# What to work on
A. In the post about the church, what recording did the minister play for the youth group?
B. Write the next part of the post about the church, picking up after its last sentence.

Friday, January 18, 2008

Empty Pews ...

One day, not that long ago I sat in the basement of this building as part of the faith community that used to live and worship there ... and I experienced an epiphany moment ... it was a moment that had a profound and lasting impact and effect on my life ...

In time I would have a second epiphany moment that would lead me away from the Church for a time and send me searching for something more ... it was a search that one day lead me back through the front doors of this building, after an absence of almost 5 years only to be welcomed back with open arms, an offer to teach Sunday School and ABSOLUTELY NO hint of judgement ... I never left again ...

In the coming days I will share some of my stories from this place ... but for the moment I would like to share the first epiphany moment and where it has lead ...

It began with our 9:15 youth group meeting with the minister of the day Reverend Ross Cumming. This particular day Ross hauled in an old "portable" record player (remember those heavy monolithic things from school and church???) He pulled out a black vinyl record and put it on the turntable saying - "I want to share this you ... I think it's important ..."

He then put the needle down on a recording of the 1967 Massey Lecture from CBC that was the Christmas Sermon on Peace delivered by Dr. Martin Luther King Jr. The words were powerful and I was AMAZED ... it, as I've said elsewhere, lead to me devouring every word I could find about King - at 12 I even bought a copy of EBONY magazine that had a series of articles on King - do you realize the odd looks I got at the little magazine shoppe on Downie St in Stratford when I walked in there one day and as a skinny white kid asked - "Do you carry EBONY?" !!!!

# Extracted data
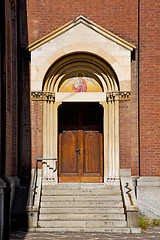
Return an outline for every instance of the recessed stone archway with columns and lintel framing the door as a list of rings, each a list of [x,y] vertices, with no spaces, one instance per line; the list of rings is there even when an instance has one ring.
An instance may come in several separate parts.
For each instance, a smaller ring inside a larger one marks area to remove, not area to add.
[[[61,91],[77,72],[90,77],[98,91]],[[71,76],[71,77],[70,77]],[[104,182],[119,177],[119,84],[112,68],[95,55],[77,53],[58,60],[47,72],[43,93],[43,157],[58,158],[58,106],[63,102],[97,102],[103,106]],[[43,177],[57,182],[54,162],[43,166]]]

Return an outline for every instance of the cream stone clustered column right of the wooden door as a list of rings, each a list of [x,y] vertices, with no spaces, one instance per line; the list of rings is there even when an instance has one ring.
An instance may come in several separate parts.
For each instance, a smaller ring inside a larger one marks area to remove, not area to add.
[[[104,106],[104,182],[119,180],[119,93],[107,93]]]

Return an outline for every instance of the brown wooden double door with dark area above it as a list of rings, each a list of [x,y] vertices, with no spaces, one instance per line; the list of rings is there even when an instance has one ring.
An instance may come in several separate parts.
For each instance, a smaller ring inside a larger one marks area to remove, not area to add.
[[[103,109],[59,107],[59,182],[103,182]]]

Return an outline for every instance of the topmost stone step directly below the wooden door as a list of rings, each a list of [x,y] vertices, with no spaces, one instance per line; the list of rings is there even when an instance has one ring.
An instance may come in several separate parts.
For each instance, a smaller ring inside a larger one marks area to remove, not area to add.
[[[42,190],[73,190],[73,189],[88,189],[88,190],[96,190],[96,189],[115,189],[120,190],[119,185],[106,185],[104,183],[58,183],[57,185],[43,185]]]

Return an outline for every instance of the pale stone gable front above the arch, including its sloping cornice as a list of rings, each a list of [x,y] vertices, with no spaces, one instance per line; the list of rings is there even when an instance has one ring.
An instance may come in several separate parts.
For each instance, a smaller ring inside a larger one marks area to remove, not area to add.
[[[121,91],[130,91],[131,51],[134,48],[132,44],[79,16],[29,46],[31,91],[42,90],[45,74],[57,59],[78,52],[103,58],[116,72]]]

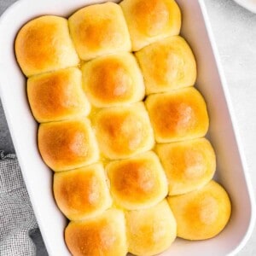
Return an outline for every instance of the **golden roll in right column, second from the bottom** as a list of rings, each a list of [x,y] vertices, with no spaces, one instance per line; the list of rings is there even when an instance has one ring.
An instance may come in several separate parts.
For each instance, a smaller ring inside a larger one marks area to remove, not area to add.
[[[199,138],[180,143],[158,144],[169,183],[169,195],[181,195],[206,185],[216,169],[211,143]]]

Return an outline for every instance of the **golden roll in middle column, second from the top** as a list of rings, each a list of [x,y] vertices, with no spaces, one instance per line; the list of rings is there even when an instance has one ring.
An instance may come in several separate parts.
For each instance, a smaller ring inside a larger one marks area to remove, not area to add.
[[[85,63],[82,72],[84,91],[97,108],[139,102],[145,96],[143,75],[130,53],[99,57]]]

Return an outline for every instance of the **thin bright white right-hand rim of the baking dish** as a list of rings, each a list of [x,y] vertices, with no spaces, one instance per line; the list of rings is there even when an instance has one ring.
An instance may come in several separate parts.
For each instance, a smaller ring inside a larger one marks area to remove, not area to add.
[[[219,55],[219,52],[218,52],[218,47],[217,47],[217,44],[216,44],[216,41],[214,39],[214,35],[213,35],[213,32],[212,32],[211,22],[209,20],[208,14],[207,14],[207,7],[206,7],[206,4],[204,3],[204,0],[198,0],[198,2],[200,3],[200,6],[201,6],[202,15],[203,15],[203,18],[205,20],[205,24],[207,26],[207,33],[208,33],[208,36],[210,38],[210,44],[212,46],[212,51],[213,51],[214,58],[215,58],[215,61],[216,61],[216,64],[217,64],[219,77],[220,77],[221,83],[223,85],[224,95],[225,95],[225,98],[226,98],[226,101],[227,101],[227,104],[228,104],[228,108],[229,108],[229,112],[230,112],[230,118],[231,118],[232,124],[234,126],[234,132],[235,132],[235,135],[236,135],[236,143],[238,145],[238,150],[239,150],[239,154],[241,156],[242,166],[244,168],[244,174],[245,174],[245,178],[246,178],[246,182],[247,182],[247,189],[249,190],[249,197],[250,197],[250,200],[252,202],[252,218],[251,218],[251,222],[249,224],[249,227],[247,229],[247,233],[243,237],[240,244],[229,254],[229,255],[236,255],[236,253],[241,251],[241,248],[246,245],[250,236],[252,236],[253,228],[254,228],[255,221],[256,221],[255,198],[254,198],[254,193],[253,193],[253,185],[252,185],[252,183],[249,179],[249,174],[248,174],[248,170],[247,170],[246,156],[244,154],[244,151],[242,150],[241,136],[240,136],[240,133],[239,133],[238,125],[236,123],[235,111],[234,111],[234,108],[233,108],[233,105],[232,105],[232,102],[231,102],[231,98],[230,98],[230,90],[229,90],[227,81],[226,81],[225,76],[224,76],[224,69],[223,69],[222,64],[221,64],[220,55]]]

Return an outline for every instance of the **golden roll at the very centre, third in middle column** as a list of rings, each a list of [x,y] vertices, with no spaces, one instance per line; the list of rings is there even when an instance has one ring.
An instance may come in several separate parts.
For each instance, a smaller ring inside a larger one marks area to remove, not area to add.
[[[154,133],[143,102],[103,108],[94,117],[99,148],[108,159],[124,159],[154,146]]]

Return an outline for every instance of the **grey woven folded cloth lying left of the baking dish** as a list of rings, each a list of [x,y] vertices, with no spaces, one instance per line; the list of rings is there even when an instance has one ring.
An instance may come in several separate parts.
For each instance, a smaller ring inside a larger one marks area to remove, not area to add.
[[[15,154],[0,151],[0,255],[36,255],[38,228]]]

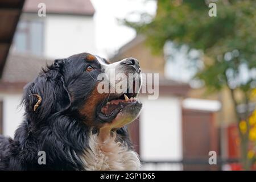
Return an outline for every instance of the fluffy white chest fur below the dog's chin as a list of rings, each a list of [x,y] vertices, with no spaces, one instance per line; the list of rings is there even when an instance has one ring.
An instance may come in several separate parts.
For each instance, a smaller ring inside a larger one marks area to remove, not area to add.
[[[81,156],[85,170],[139,170],[141,167],[138,154],[128,150],[125,143],[115,141],[115,136],[100,142],[97,134],[93,134],[89,147]]]

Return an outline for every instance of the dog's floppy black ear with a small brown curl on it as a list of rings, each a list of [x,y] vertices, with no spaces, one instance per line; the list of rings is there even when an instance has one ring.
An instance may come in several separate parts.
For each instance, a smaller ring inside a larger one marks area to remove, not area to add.
[[[24,88],[23,104],[27,113],[36,119],[45,119],[71,105],[71,96],[64,82],[63,67],[65,59],[57,59]],[[39,102],[39,97],[42,101]],[[36,105],[36,106],[35,106]]]

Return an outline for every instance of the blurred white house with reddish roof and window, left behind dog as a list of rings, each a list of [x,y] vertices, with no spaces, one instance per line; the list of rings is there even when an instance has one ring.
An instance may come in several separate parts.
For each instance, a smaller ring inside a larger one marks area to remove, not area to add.
[[[22,9],[20,2],[16,2],[18,10]],[[46,5],[46,16],[38,15],[40,3]],[[15,3],[6,1],[6,6],[14,8]],[[3,31],[0,28],[0,35],[6,33],[3,35],[6,39],[9,36],[10,44],[18,22],[9,56],[5,67],[2,66],[0,133],[13,137],[23,119],[23,109],[18,106],[23,86],[34,80],[46,63],[85,51],[96,53],[94,12],[90,0],[26,0],[19,22],[19,16],[14,13],[9,19],[4,16],[3,24],[0,21],[1,28],[6,27]],[[11,24],[13,21],[15,23]],[[8,49],[5,52],[7,56]]]

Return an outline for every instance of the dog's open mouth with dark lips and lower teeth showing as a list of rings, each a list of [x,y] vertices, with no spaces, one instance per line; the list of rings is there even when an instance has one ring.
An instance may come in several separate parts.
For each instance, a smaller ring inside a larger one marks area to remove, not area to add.
[[[97,109],[98,118],[104,122],[112,121],[118,113],[121,113],[126,107],[141,104],[136,98],[135,93],[125,93],[121,96],[112,97],[108,102],[100,104]]]

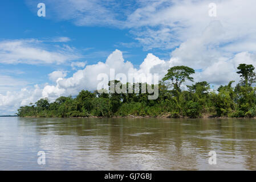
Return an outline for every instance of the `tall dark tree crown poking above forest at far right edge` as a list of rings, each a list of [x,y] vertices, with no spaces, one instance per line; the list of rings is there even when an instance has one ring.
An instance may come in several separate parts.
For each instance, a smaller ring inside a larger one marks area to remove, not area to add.
[[[241,84],[246,86],[251,86],[251,84],[255,83],[255,72],[254,66],[251,64],[239,64],[237,67],[239,70],[237,73],[240,74],[241,77]]]

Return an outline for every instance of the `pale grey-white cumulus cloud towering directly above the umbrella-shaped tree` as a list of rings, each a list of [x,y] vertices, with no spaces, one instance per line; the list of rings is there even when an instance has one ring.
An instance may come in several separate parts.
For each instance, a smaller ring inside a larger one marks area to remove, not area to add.
[[[220,50],[223,29],[219,21],[211,22],[200,36],[186,40],[172,51],[170,56],[173,64],[205,69],[220,57],[231,56],[230,53]]]

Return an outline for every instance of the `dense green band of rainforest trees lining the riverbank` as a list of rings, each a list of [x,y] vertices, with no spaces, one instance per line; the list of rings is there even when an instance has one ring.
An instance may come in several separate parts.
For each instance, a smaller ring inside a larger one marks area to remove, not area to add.
[[[251,64],[239,64],[237,73],[241,80],[234,87],[234,81],[221,85],[218,89],[210,88],[206,81],[186,85],[187,81],[194,81],[191,76],[194,69],[176,66],[168,69],[165,77],[158,85],[159,97],[148,100],[148,92],[141,93],[147,83],[139,83],[139,90],[135,84],[120,84],[120,81],[109,81],[109,90],[119,86],[127,93],[89,92],[82,90],[78,96],[59,97],[54,102],[48,98],[41,98],[35,104],[21,106],[19,117],[62,117],[62,118],[256,118],[256,74]],[[128,93],[128,88],[133,93]],[[103,91],[103,90],[101,90]]]

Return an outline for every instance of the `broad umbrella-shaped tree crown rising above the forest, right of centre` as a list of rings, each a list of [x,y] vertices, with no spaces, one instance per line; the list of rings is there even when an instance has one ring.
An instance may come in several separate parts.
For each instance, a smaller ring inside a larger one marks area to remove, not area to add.
[[[194,69],[185,66],[176,66],[168,69],[168,73],[162,78],[162,81],[170,80],[174,90],[181,92],[180,85],[186,80],[194,81],[193,77],[190,77],[194,73]]]

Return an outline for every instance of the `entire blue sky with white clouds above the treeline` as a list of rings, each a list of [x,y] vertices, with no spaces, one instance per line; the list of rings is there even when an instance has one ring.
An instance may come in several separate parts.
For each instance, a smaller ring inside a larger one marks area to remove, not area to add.
[[[38,3],[46,5],[46,17],[37,15]],[[196,70],[195,81],[214,88],[237,82],[239,63],[256,66],[255,6],[254,0],[3,1],[0,115],[39,98],[95,90],[97,76],[111,68],[161,78],[186,65]]]

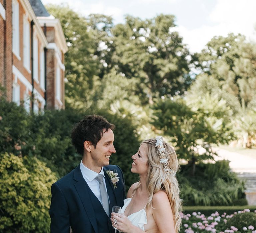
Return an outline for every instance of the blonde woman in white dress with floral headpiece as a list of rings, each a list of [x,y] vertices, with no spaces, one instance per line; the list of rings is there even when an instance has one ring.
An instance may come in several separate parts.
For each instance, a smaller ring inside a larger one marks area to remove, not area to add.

# Task-by-task results
A. He played a recording of the 1967 Massey Lecture from CBC, the Christmas Sermon on Peace delivered by Dr. Martin Luther King Jr.

B.
Along the way I encountered and read and re-read King's Letter from a Birmingham Jail that struck a profound cord with me ... particularly where he wrote:

Things are different now. So often the contemporary church is a weak, ineffectual voice with an uncertain sound. So often it is an archdefender of the status quo. Far from being disturbed by the presence of the church, the power structure of the average community is consoled by the church's silent and often even vocal sanction of things as they are...

But the judgment of God is upon the church as never before. If today's church does not recapture the sacrificial spirit of the early church, it will lose its authenticity, forfeit the loyalty of millions, and be dismissed as an irrelevant social club with no meaning for the twentieth century.

Every day I meet young people whose disappointment with the church has turned into outright disgust..

Perhaps I have once again been too optimistic. Is organized religion too inextricably bound to the status quo to save our nation and the world? Perhaps I must turn my faith to the inner spiritual church, the church within the church, as the true ekklesia and the hope of the world.

The line - "everyday I meet young people whose disappointment with the church has turned into outright disgust ..." has ALWAYS stood out for me ... I was once one of those young people, and over the last twenty some years I have repeatedly found myself drawn to those young people as I've struggled in ministry within the Church.

Over cups of coffee, pop and the occasional beer - I have heard countless voices, not all of them chronologically YOUNG who have articulated CLEARLY and CONCISELY what they see wrong within the Church. Over and over I have heard THEM say - "you're not like the OTHER ministers I've met ..." and they expressed an appreciation for my attention and time, and they've offered a deep heart felt desire, usually accompanied by a sigh that expresses the gut wrenching HOPE that one day perhaps the Church will hear them and take their words seriously ...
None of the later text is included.